(Beginning of Provided records)

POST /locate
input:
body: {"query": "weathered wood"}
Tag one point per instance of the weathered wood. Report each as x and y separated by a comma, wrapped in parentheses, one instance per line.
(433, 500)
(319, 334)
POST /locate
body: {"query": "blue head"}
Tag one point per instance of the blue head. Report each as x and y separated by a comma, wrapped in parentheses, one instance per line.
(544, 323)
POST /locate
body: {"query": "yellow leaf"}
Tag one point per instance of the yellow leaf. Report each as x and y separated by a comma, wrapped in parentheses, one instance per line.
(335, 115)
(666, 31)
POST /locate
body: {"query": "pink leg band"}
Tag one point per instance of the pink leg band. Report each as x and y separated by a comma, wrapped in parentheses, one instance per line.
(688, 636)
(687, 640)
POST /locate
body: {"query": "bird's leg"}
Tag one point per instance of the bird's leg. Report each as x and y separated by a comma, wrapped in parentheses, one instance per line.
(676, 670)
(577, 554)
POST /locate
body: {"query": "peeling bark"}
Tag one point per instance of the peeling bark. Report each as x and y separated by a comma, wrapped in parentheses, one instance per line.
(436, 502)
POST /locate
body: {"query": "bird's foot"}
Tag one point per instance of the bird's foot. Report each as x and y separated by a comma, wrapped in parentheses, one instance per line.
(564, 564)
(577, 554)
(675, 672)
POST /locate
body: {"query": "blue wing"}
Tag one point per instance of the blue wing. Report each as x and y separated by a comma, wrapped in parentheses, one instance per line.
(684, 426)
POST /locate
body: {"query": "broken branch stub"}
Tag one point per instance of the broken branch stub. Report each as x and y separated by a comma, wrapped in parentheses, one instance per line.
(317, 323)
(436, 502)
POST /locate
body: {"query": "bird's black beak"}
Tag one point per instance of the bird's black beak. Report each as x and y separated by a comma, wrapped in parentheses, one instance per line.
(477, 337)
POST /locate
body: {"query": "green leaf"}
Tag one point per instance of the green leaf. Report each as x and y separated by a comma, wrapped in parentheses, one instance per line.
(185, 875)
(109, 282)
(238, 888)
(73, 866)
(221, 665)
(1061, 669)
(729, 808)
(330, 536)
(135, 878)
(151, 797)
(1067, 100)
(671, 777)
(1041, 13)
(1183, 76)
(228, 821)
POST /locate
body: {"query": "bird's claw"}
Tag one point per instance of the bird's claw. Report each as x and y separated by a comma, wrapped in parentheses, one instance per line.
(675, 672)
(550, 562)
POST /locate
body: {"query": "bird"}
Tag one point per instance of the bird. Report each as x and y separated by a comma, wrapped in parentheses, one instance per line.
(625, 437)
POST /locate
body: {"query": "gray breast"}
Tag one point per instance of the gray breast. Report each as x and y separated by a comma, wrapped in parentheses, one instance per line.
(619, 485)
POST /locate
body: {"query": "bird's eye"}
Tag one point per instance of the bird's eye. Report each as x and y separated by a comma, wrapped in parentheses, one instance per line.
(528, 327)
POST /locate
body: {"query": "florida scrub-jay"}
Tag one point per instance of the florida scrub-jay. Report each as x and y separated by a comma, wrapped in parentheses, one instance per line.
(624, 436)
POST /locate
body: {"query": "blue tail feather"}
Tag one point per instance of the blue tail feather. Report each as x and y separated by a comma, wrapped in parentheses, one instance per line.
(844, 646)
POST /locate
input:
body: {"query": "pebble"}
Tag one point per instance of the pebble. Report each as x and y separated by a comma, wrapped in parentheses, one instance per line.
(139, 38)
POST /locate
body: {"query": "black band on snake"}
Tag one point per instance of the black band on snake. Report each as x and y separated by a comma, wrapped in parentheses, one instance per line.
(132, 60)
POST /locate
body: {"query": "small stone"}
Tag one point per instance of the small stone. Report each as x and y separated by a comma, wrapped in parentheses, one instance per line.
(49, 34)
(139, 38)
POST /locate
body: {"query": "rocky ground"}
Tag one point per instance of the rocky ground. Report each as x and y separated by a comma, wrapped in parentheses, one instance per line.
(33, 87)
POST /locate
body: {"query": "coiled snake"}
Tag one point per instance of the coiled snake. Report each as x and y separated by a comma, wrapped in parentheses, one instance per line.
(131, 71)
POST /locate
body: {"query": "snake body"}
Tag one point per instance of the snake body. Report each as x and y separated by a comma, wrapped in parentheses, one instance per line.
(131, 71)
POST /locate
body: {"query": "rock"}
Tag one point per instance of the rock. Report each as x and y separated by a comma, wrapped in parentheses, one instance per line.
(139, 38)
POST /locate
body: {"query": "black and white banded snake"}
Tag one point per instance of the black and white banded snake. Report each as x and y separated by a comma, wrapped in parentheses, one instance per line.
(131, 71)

(End of Provided records)

● **Task prompt**
Each record above is to be reproduced exactly, in full.

● **Exercise output**
POST /locate
input:
body: {"query": "weathered wood"}
Tag one point per instance of the weathered wood. Report each as x and y separated by a comma, wrapped in parentheses, one instance per line.
(433, 500)
(319, 334)
POST /locate
body: {"query": "blue head"}
Tag one point per instance of the blue head. Report each as x and y separated by a comma, wrapped in parentheses, one instance per line.
(544, 323)
POST /locate
body: {"query": "yellow leaf"}
Tag one point per instance of the yellow leaf. Report each as x and y separated by a comma, wrapped in parentheses, one instance per line.
(335, 115)
(666, 31)
POST /locate
body: {"query": "pink leg band"}
Tag one point per instance of the pink leg band. Report each as x and y separated by a comma, wrapped in parentheses, one instance per line.
(688, 636)
(687, 640)
POST /locate
body: {"query": "bird's leg"}
Tag one point per instance of the bird's leg. Report each as x and y separated by a comma, wrapped in parentheses, one instance per line.
(676, 670)
(577, 554)
POST /locate
body: {"query": "peeling bark"}
Tag one point per instance of the peeling bark. Report each as x and y separated by a comma, wrapped in parentheses, one instance per line.
(436, 502)
POST /locate
body: {"query": "bird's foot"}
Tag one point per instance of the bird's foot. Report each as x and y separated by a comma, wrapped in parentheses, one instance per line.
(564, 564)
(577, 554)
(675, 672)
POST /locate
body: {"query": "blue wing"}
Tag one point per instance of the blue wing. Report each as x and y separated by a comma, wrapped in parentheses, one instance per line.
(684, 426)
POST /locate
body: {"query": "broken branch stub"}
Tag one point per instance of the broken branch stub. Report each as x and y separated by a comma, wrapped in parentheses, one instance per line.
(317, 323)
(436, 502)
POST /locate
body: {"query": "bird's black beak"}
Tag one point per instance of the bird's black beak. Report each as x and y separated by a comma, wrapped in parentheses, one instance per line.
(477, 337)
POST /locate
body: {"query": "green leaf"}
Tag one point per instance of the green leaf. Report each as x and y separated by a comma, wrapped in parentheses, one instance per line.
(185, 875)
(109, 282)
(238, 888)
(73, 866)
(221, 665)
(1061, 669)
(729, 808)
(330, 536)
(135, 878)
(151, 797)
(1067, 100)
(671, 777)
(1041, 13)
(1183, 76)
(228, 821)
POST /locate
body: {"query": "bird's claw"}
Tag one point per instance of the bird's claw. Report each as x and y separated by a comma, wrapped in parentheses, one instance per line.
(675, 672)
(550, 562)
POST /locate
body: {"query": "bird"}
Tag one point per instance of the bird. Report each as x and y separated by a comma, wrapped in parentheses, one instance per line.
(625, 437)
POST /locate
body: {"query": "gray breast"}
Tag one point per instance of the gray breast. Report each as x and y separated by a comma, wrapped in parentheses, one instance per line.
(619, 485)
POST /locate
body: {"query": "bird's eye"}
Tag one point per instance of the bird's eye. Report each as x and y separated by a comma, wrapped in parentheses, one instance per line.
(528, 327)
POST /locate
body: {"query": "florida scrub-jay"}
Tag one point per instance of the florida scrub-jay. Report each as x and y separated by a comma, wrapped in parentheses, one instance per line.
(624, 436)
POST /locate
body: {"query": "blue tail feather"}
Tag one point per instance of the blue tail feather. Report each as x and y separated by a comma, wrapped in parentheses, one instance per line.
(844, 646)
POST /locate
input:
body: {"query": "pebble"}
Tag one point per instance of the pebble. Report each as x and y separated by a comma, wrapped in parentheses, one instance per line.
(139, 38)
POST /locate
body: {"query": "black band on snake"}
Tag one point per instance of the black band on snake. Report each as x and y separated by a comma, wrapped in parentheses, one instance per line.
(132, 60)
POST /locate
body: {"query": "small stone"}
Tag one point per instance of the small stone. Report each as x and y separated by a comma, wrapped in parentheses, one instance per line.
(49, 34)
(139, 38)
POST /locate
body: {"query": "rocky ground"}
Tag one point per instance of the rocky ground. Report each as x and y separated by a comma, wrapped in parentheses, one instance per line.
(33, 87)
POST /locate
body: {"query": "coiled snake"}
Tag one point per instance of the coiled snake. Report each as x and y separated by a comma, wrapped in parentheses, one instance per line.
(131, 71)
POST /locate
body: {"query": "snake body"}
Tag one point per instance of the snake body. Report each as x and y separated by a comma, wrapped in parentheses, one instance per line.
(131, 71)
POST /locate
body: {"query": "rock"}
Tag one point per instance of the rock. Report each as x and y separated by a comma, wrapped in parentheses, one instance per line.
(139, 38)
POST /locate
body: {"query": "black and white banded snake"}
Tag one point per instance of the black and white banded snake. Report each as x and y separated by a comma, wrapped in parentheses, one instance per line.
(131, 71)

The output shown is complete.